Document text:

========================

While at college, he co-founded a small literary press and magazine, Lillabulero, and entered into the social ferment of the civil rights era, becoming involved with Students for a Democratic Society and participating in protests. He graduated with honors in 1967.

During this time he published two volumes of poetry; a first novel, “Family Life” (1975); and his first short-story collection, “Searching for Survivors” (1975), which won an O’Henry Award.

The family eventually returned to southern New Hampshire, where Banks began teaching creative writing at New England College. He taught at several other institutions over the decades, including Sarah Lawrence College and Columbia University; in 1982 he joined the faculty at Princeton University, where his colleagues included Toni Morrison and Joyce Carol Oates.

His mature prose style began to emerge in “Hamilton Stark” (1978), a critically acclaimed novel about a misanthropic New Hampshire pipe fitter, not unlike his father. His next novel, “The Book of Jamaica” (1980), revolved around a white American living in Jamaica who wrestles with his embedded racism and the country’s colonialist history. Both novels were ambitious works that sought to dismantle the unfulfilled promises of America through the gimlet eye of the white working class.

“Continental Drift” had its roots in “The Book of Jamaica.” Beginning in 1976, Banks spent a year and a half in Jamaica on a grant from the Guggenheim Foundation; while there he became obsessed with the history of that island nation as well as the entire Caribbean basin.

That period was a moral turning point for him, as he explained in The Paris Review.

“I began to live my life more consciously and aggressively in racial and class terms, laying the ground on which I stood a few years later when I wrote ‘Continental Drift,’” he said. He would make Haitian immigrant Vanise one of that book’s central characters.

========================

Your objective: Copy out the stretch of the passage on Banks from "His mature prose" through "white working class.", word for word.

Data for analysis:
========================

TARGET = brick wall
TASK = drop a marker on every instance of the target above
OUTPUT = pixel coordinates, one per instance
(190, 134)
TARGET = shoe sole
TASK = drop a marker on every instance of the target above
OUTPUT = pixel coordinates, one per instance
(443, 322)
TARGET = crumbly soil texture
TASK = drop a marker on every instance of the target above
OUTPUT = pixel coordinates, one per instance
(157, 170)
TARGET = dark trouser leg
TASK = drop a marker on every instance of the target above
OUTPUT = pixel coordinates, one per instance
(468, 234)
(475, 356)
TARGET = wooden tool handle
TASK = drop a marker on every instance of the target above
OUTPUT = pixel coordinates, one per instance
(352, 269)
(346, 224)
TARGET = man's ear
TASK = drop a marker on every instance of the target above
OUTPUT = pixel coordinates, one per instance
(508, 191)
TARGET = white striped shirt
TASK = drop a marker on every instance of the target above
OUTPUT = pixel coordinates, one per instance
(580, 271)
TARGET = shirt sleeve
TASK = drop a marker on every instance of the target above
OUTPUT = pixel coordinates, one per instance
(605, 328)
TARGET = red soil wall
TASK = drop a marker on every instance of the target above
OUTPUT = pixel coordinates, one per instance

========================

Response to the exercise:
His mature prose style began to emerge in “Hamilton Stark” (1978), a critically acclaimed novel about a misanthropic New Hampshire pipe fitter, not unlike his father. His next novel, “The Book of Jamaica” (1980), revolved around a white American living in Jamaica who wrestles with his embedded racism and the country’s colonialist history. Both novels were ambitious works that sought to dismantle the unfulfilled promises of America through the gimlet eye of the white working class.